▶ Required work
Each record that comes next should be output exactly; pictures do not belong in the copy.

[Supplied material — start]

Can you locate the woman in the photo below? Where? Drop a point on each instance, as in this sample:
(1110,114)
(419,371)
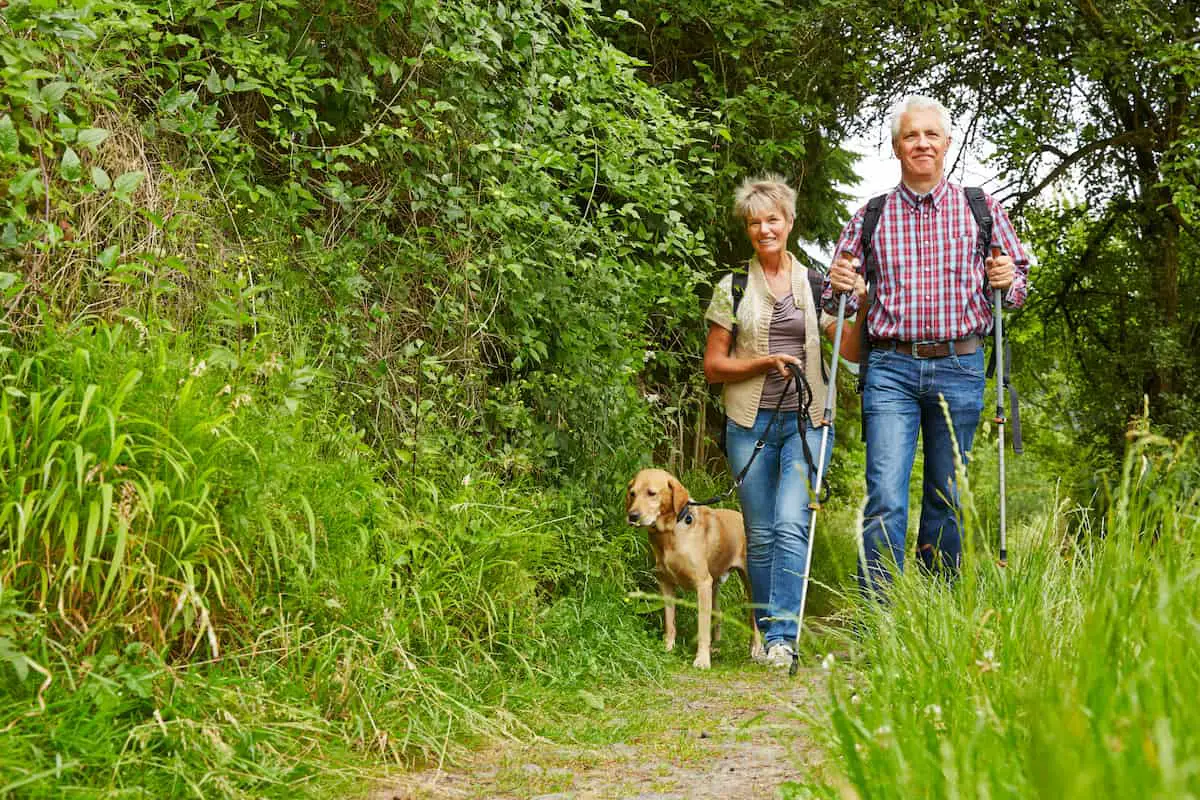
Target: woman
(777,325)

[Supplied material — finish]

▶ Solution to the exercise
Can you locate the woman in the photo below? Where? Drop a point on each instance, as in this sample:
(1110,114)
(419,371)
Target: woman
(777,325)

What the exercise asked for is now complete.